## TASK OBJECTIVE
Set out every row below as a numbered list, skipping any blank lines and leaving the pictures out.

━━━━━━━━━━━━━━━━━━━━━━━━━━━━━━

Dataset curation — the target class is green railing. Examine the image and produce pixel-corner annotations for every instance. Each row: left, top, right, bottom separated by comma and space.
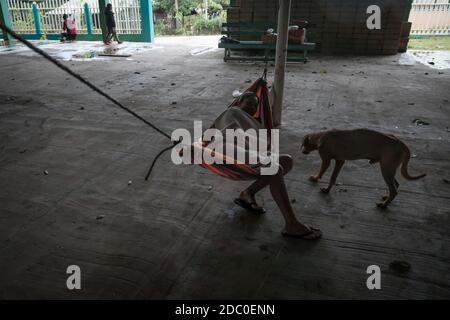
0, 0, 154, 42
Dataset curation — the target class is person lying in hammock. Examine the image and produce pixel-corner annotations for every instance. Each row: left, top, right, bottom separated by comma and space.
202, 91, 322, 240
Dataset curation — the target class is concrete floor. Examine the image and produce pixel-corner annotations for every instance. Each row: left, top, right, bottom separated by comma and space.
0, 37, 450, 299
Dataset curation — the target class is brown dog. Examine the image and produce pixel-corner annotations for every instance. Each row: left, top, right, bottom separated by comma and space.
302, 129, 426, 208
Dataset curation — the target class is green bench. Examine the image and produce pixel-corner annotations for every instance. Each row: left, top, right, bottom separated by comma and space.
219, 22, 316, 62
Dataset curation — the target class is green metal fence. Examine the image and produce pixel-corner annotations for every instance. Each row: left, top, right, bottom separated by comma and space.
0, 0, 154, 42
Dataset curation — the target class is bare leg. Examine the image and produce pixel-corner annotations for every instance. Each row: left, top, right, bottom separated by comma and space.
239, 155, 293, 203
269, 167, 322, 239
309, 159, 331, 182
320, 160, 345, 193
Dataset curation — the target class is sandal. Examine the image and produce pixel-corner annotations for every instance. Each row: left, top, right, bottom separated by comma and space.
234, 198, 266, 214
281, 226, 322, 240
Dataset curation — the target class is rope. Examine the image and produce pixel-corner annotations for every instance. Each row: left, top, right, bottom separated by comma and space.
0, 23, 181, 180
0, 23, 172, 140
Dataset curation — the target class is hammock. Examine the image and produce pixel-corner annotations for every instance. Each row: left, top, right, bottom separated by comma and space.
0, 22, 273, 180
200, 74, 273, 180
145, 73, 273, 180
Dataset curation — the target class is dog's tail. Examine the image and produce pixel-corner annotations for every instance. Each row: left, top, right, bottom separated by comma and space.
401, 144, 426, 180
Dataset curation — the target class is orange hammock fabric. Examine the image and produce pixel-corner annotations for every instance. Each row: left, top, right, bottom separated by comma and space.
200, 78, 273, 180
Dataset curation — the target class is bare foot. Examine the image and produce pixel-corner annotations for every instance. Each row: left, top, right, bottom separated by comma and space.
281, 222, 322, 240
239, 190, 263, 210
320, 188, 330, 194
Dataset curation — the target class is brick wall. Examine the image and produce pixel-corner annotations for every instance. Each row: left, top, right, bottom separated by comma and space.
227, 0, 412, 54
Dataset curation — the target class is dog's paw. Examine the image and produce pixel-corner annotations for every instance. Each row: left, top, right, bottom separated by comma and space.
320, 188, 330, 194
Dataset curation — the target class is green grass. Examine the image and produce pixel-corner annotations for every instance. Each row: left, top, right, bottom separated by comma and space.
408, 36, 450, 50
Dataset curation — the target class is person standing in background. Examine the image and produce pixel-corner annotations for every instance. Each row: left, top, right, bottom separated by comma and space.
60, 14, 77, 42
104, 3, 122, 44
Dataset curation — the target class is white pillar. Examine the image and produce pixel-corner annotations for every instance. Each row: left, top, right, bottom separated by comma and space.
272, 0, 291, 126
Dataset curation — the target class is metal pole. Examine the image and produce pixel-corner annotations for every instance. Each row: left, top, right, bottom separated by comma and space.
272, 0, 291, 126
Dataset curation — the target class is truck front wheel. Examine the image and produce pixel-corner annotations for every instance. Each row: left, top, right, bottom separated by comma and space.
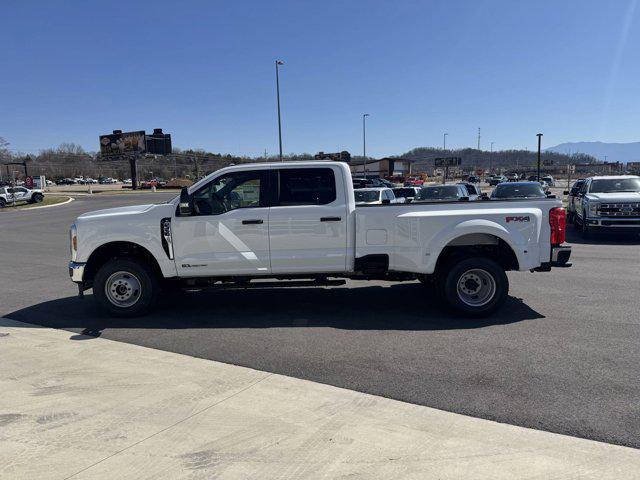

━━━━━━━━━━━━━━━━━━━━━━━━━━━━━━

## REPLY
1. Dataset curation — the target class is green railing. Examine the image and produce pixel-corner annotations for every instance. Each row: left, top, right, bottom separated by comma and space.
2. 0, 0, 154, 42
3. Dataset curation — the target class is person lying in hammock. Examine the image and produce pixel-corner annotations for every instance. Each row: left, top, right, bottom separated by comma and space.
4. 202, 91, 322, 240
5. Dataset curation — the target class is concrete floor. Examine the image and produce pixel-corner annotations for every instance. Each row: left, top, right, bottom separated by comma and space.
6. 0, 37, 450, 299
7. Dataset curation — the target class is brown dog. Examine the image and produce pixel-corner annotations for every instance. Each row: left, top, right, bottom separated by comma and space.
8. 302, 129, 426, 208
9. Dataset curation — the target class is green bench. Examine the image and produce pixel-corner annotations for every instance. Each row: left, top, right, bottom separated by comma and space.
10. 219, 22, 316, 62
11. Dataset curation — the target class is green metal fence. Examine the image and produce pixel-corner annotations for every instance. Each row: left, top, right, bottom separated by comma and space.
12. 0, 0, 154, 42
13. Dataset curation — the target class is bare leg. Examine the image and produce pixel-corner annotations for every instance. Each row: left, top, right, bottom separated by comma and space.
14. 239, 155, 293, 203
15. 269, 167, 322, 239
16. 309, 159, 331, 182
17. 320, 160, 345, 193
18. Dataset curation — the target class is sandal. Examine the image and produce pixel-corner annotations for every instance. Each row: left, top, right, bottom separated by comma and space.
19. 234, 198, 266, 214
20. 281, 226, 322, 240
21. Dataset curation — the target class is rope. Examine the image and produce pixel-corner annotations for every instance. Each row: left, top, right, bottom separated by comma and space.
22. 0, 23, 181, 180
23. 0, 23, 172, 140
24. Dataset curation — the target class is hammock. Examine the image and produce pixel-corner annotations for every instance. Each row: left, top, right, bottom separated by comma and space.
25. 0, 22, 273, 180
26. 200, 74, 273, 180
27. 145, 73, 273, 180
28. Dataset curation — the target class is dog's tail. Examine the image and produce pixel-corner annotations for every instance. Each row: left, top, right, bottom separated by comma and space.
29. 401, 144, 426, 180
30. Dataset curation — the target class is orange hammock fabric. Examine the image and produce pixel-corner annotations for every instance. Each row: left, top, right, bottom separated by comma and space.
31. 200, 78, 273, 180
32. Dataset curation — the target class is bare foot. Examine the image and produce pixel-corner annotations for every instance. Each row: left, top, right, bottom separated by comma and space.
33. 281, 222, 322, 240
34. 239, 190, 263, 210
35. 320, 188, 330, 194
36. Dataset curation — the target class is brick wall. Examine the image and produce pixel-corner annotations for every instance. Each row: left, top, right, bottom separated by comma and space.
37. 227, 0, 412, 54
38. Dataset curation — the target class is dog's paw. Examine the image and produce pixel-corner annotations for every instance. Each row: left, top, right, bottom separated by comma and space.
39. 320, 188, 330, 194
40. Dataset curation — the target class is green grass. Examine the image and produce pixel-corner annotations for every instance. Each row: left, top, right, bottom separated by comma and space.
41. 408, 36, 450, 50
42. Dataset curation — the target class is person standing in background. Examine the image and produce pixel-corner annotations for every instance. Each row: left, top, right, bottom separated by comma and space.
43. 60, 14, 77, 42
44. 104, 3, 122, 44
45. Dataset curation — the target class is white pillar. Examine the image and produce pixel-corner annotations for every instance. Each row: left, top, right, bottom separated by comma and space.
46. 272, 0, 291, 126
47. Dataset curation — the target class is metal pole. Examine the image and produce pixel-corner annotations for every instance. Each row: left, top, right, bottom separated by comma and space.
48. 272, 0, 291, 126
49. Dataset curation — the target class is truck front wheel. Examine the image and produce pixel-corner annotations for every instance. Each row: left, top, right, bottom separated by comma and space.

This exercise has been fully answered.